Tâches et exercices.
• 1. Dans le texte sur l'humour juif et la nuit du 13 au 14 avril, à quoi Stéphane Zagdanski compare-t-il le judaïsme ?
• 2. Veuillez poursuivre le texte sur l'humour juif et la nuit du 13 au 14 avril à partir de sa dernière phrase.

L’idiot des autres, les gens de Chelm pour les Ashkénazes, Cha’ha pour les Séfarades. Chelm, la ville des simples d’esprit dans la culture yiddish, une bêtise pourtant pas si bête puisqu’elle se propose de contourner la bêtise. Critique et auto-critique, auto-dérision même, une lucidité sur ses défauts et ses qualités mais exercée par soi-même contre soi-même car on supporte mal que ce soit un autre qui nous rappelle nos défauts. Les gens de Chelm, page 223 à 243 dans « Tout l’humour juif » de Marc-Alain Ouaknin et Dory Rotnemer. Le judaïsme c’est beaucoup de choses à la fois mais en aucun cas une religion ; c’est plutôt un art nous dit Stéphane Zagdanski (né en 1963), « c’est une sorte de jazz, si tu préfères. Le judaïsme est au sens ce que le jazz est au son. Un savoir mobile, gai, très intense, positivement vivant envers et contre tous. Il naît à un moment un peu flou de l’histoire humaine, se clôt à un autre, pas très précis non plus, tel un immense battement de cœur du temps. » Le judaïsme, diastole/systole, inspiration/expiration. Descartes a écrit : « Je pense donc je suis. » Le Juif dit : « Je lis, j’écris, j’écoute, je questionne, je réponds, je cite, je narre, je nomme, je discute, j’apprends, j’enseigne, je ris, et bien d’autres choses encore (une si longue liste), donc je suis. » Stéphane Zagdanski compare le judaïsme au jazz : flamboiement de l’improvisation, énergie créatrice d’une petite communauté détestée, joie. Les bons mots de maîtres hassidiques transmis par leurs disciples de génération en génération. L’enseignement par l’humour. Les renversements de perspective et de formulation.

 

Nuit du 13 au 14 avril. Je ne ferai pas dans un compte-rendu exhaustif de l’attaque iranienne contre Israël avec de plus de trois cents drones, missiles sol-sol et missiles de croisière, presque tous interceptés. A présent, comment concevoir la réaction à cette attaque ? En fonction des dégâts provoqués, très faibles, ou bien du nombre d’engins lancés en direction d’Israël, car il s’agit bien d’une attaque massive ? Ne pas s’aliéner le peuple iranien qui ne souhaite dans sa très grande majorité que mettre fin à l’actuel régime. Il me semble que les Israéliens en tiendront compte. Le régime est aux abois. Patience. Nous avons été avertis la veille de cette atttaque par des amis d’Ashdod. L’appartement est équipé d’un mamad et nous pouvons suivre le déroulement des opérations en direct grâce à un lien donné par ces mêmes amis.

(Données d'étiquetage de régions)
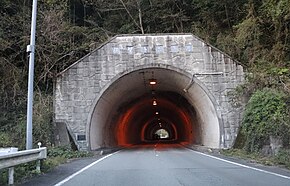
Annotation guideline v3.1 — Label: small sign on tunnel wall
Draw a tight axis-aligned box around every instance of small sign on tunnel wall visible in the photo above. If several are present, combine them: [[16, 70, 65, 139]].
[[77, 134, 86, 141]]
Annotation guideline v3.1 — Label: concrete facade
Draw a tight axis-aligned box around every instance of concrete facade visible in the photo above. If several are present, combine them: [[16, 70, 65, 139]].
[[54, 34, 244, 150]]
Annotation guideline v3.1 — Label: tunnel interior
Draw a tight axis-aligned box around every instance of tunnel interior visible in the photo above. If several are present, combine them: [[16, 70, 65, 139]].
[[87, 68, 220, 150]]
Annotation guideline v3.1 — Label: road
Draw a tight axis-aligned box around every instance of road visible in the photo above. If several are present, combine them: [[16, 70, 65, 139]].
[[55, 144, 290, 186]]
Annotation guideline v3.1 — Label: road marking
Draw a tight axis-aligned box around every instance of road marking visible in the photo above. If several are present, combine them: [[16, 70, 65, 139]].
[[190, 149, 290, 180], [54, 151, 120, 186]]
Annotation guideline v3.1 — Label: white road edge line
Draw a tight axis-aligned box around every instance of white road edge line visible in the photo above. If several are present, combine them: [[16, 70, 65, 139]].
[[54, 151, 120, 186], [189, 149, 290, 180]]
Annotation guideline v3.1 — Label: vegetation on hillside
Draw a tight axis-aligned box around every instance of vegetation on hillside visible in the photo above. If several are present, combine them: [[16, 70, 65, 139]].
[[0, 0, 290, 157]]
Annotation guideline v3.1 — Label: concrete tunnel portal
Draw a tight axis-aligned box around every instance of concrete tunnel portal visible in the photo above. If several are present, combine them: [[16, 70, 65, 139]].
[[87, 67, 221, 150]]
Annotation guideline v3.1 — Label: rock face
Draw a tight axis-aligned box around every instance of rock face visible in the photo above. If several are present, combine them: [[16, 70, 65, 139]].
[[54, 34, 244, 150]]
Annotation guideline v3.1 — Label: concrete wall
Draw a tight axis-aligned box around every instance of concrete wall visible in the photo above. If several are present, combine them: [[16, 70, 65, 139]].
[[54, 34, 244, 150]]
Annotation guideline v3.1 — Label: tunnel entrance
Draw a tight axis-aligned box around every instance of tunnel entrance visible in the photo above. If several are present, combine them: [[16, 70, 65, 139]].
[[87, 67, 220, 150], [154, 129, 171, 140]]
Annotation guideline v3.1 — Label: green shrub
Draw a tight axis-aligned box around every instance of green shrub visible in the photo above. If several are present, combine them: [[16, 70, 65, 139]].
[[275, 149, 290, 169], [242, 88, 290, 152]]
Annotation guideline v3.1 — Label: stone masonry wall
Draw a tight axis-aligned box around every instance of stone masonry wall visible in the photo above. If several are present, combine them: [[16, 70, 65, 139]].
[[54, 34, 244, 150]]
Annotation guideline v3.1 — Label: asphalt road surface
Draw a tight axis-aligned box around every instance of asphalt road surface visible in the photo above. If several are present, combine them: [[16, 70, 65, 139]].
[[55, 144, 290, 186]]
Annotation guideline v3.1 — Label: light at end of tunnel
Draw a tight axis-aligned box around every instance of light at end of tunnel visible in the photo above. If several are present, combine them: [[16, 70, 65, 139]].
[[149, 79, 157, 85]]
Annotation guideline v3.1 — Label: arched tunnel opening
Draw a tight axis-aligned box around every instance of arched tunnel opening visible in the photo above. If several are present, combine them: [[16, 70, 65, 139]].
[[87, 67, 221, 150]]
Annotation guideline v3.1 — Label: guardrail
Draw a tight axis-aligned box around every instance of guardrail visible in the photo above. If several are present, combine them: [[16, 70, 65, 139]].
[[0, 147, 47, 185]]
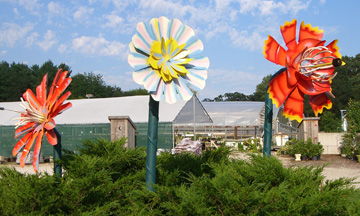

Résultats par tâche.
• 1. Au jazz.

• 2.
Le trafic aérien a repris ce matin au Ben Gourion International Airport. Sous nos fenêtres, la circulation est parcimonieuse car Pessa’h approche ; mais il y a aussi une certaine inquiétude due à une possible autre attaque iranienne, plus massive encore peut-être. Par ailleurs, les centres éducatifs sont fermés. La frappe israélienne contre le consulat d’Iran à Damas serait une réponse aux fournitures d’armes par l’Iran aux Palestiniens de Cisjordanie.

Longue conversation téléphonique avec Hannah B., demeurant à Jérusalem. Une conversation très stimulante et pleine d’entrain. En Israël l’inquiétude génère de l’énergie, un élan, du rire même – les pirouettes de l’humour. Je pense à l’humour hassidique, l’une des formes les plus débridées, dynamiques et, dirais-je, joyeuses de l’humour juif.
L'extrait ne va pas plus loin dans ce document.